╭──

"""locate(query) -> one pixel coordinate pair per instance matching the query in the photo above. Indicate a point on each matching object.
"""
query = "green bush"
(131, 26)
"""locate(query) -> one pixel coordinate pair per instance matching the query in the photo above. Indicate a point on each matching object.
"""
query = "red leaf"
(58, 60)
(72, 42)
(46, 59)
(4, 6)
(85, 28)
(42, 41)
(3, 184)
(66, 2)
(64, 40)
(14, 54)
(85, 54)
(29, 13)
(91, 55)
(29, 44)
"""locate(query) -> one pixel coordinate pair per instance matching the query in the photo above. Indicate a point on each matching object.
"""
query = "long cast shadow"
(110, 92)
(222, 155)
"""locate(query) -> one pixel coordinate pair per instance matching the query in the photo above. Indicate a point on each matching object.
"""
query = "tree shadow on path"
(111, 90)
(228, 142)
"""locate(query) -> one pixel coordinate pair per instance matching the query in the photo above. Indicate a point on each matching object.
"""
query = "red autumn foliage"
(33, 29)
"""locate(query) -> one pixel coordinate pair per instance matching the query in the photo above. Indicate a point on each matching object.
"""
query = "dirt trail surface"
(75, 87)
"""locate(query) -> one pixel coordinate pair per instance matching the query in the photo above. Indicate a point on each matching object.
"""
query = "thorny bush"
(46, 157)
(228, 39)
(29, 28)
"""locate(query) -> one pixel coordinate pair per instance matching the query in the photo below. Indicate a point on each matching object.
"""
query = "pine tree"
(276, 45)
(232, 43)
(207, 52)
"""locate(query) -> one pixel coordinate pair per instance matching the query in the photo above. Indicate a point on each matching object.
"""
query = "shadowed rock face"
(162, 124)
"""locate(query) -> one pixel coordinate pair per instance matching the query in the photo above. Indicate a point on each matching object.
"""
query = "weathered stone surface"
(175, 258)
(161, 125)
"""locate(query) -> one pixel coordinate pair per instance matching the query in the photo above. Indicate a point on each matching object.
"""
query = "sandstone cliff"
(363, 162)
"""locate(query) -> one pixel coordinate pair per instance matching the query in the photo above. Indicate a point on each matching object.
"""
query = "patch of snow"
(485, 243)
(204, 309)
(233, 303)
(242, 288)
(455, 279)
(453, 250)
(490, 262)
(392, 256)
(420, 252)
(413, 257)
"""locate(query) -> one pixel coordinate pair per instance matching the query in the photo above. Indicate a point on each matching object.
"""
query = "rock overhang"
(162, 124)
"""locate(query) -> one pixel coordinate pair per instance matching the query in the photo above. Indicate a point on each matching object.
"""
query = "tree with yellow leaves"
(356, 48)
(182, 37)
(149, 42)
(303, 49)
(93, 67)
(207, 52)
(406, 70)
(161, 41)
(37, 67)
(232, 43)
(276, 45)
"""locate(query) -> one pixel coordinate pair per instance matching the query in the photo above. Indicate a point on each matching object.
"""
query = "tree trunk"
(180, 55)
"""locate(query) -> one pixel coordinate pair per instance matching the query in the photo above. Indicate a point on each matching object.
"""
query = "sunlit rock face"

╰──

Would you copy out each line exactly as written?

"""locate(query) -> one pixel coordinate pair per instance matching the query in the photo above. Indicate a point on each matching object.
"""
query = "green bush"
(131, 26)
"""locate(query) -> one pixel coordinate pair per instance matching the query in the photo above. Indicate a point on each matching object.
"""
query = "red leaf"
(58, 60)
(72, 42)
(46, 59)
(4, 6)
(85, 28)
(42, 41)
(3, 184)
(66, 2)
(64, 40)
(14, 54)
(85, 54)
(29, 13)
(91, 55)
(29, 44)
"""locate(query) -> one pixel coordinate pair per instance matching the query in the photo above. Indicate a point on each matching object.
"""
query = "long cast shadow"
(110, 92)
(222, 155)
"""locate(query) -> one pixel coordinate pair per instance matching the query in the photo above. Indicate a point on each matching object.
"""
query = "tree shadow on path"
(111, 90)
(228, 142)
"""locate(query) -> one pixel coordinate pair per instance matching the query in the photo above. Indicate a point on each matching object.
"""
query = "red autumn foliage"
(33, 29)
"""locate(query) -> one pixel coordinate pair per instance matching the query in the photo above. Indicate a point on each matching object.
"""
query = "dirt trail surface"
(75, 87)
"""locate(query) -> one pixel coordinate pair per instance matching the query in the photo above. Indicate a point on each matching object.
"""
query = "thorny bush"
(46, 157)
(228, 39)
(29, 28)
"""locate(query) -> one pixel coordinate pair per instance matching the query in the photo below. Indicate a point on each matching object.
"""
query = "pine tree"
(276, 45)
(232, 43)
(207, 52)
"""locate(query) -> one pixel coordinate pair per instance matching the query in the photo above. Indicate a point on each matching object.
"""
query = "shadowed rock face"
(162, 124)
"""locate(query) -> one pixel coordinate pair per instance matching the query in the photo above. Indicate a point on each matching object.
"""
query = "weathered stone surface"
(175, 258)
(161, 125)
"""locate(query) -> one pixel coordinate pair per instance matching the query in the photo above. Indicate a point on each matching object.
"""
query = "sandstone cliff"
(363, 162)
"""locate(query) -> one pixel coordinate pair per instance matching the query in the photo above. Indicate a point on each matching object.
"""
query = "patch of snow"
(485, 243)
(204, 309)
(233, 303)
(242, 288)
(455, 279)
(453, 250)
(490, 262)
(392, 256)
(420, 252)
(413, 257)
"""locate(query) -> one pixel coordinate pair per instance matching the query in the photo above. Indicate a point on each matching object.
"""
query = "rock overhang"
(162, 124)
"""locate(query) -> one pixel coordinate pair per instance matching the query in the photo above. Indicate a point on each matching object.
"""
query = "tree with yellow leaves"
(356, 48)
(182, 37)
(149, 42)
(303, 49)
(93, 67)
(207, 52)
(406, 70)
(161, 41)
(37, 67)
(232, 43)
(276, 45)
"""locate(query) -> one pixel coordinate pair per instance matching the query in the photo above. Indicate a point on each matching object.
"""
query = "tree trunk"
(180, 55)
"""locate(query) -> one pixel coordinate pair per instance matching the query in the photo above. Indicate a point on each matching object.
"""
query = "sunlit rock face"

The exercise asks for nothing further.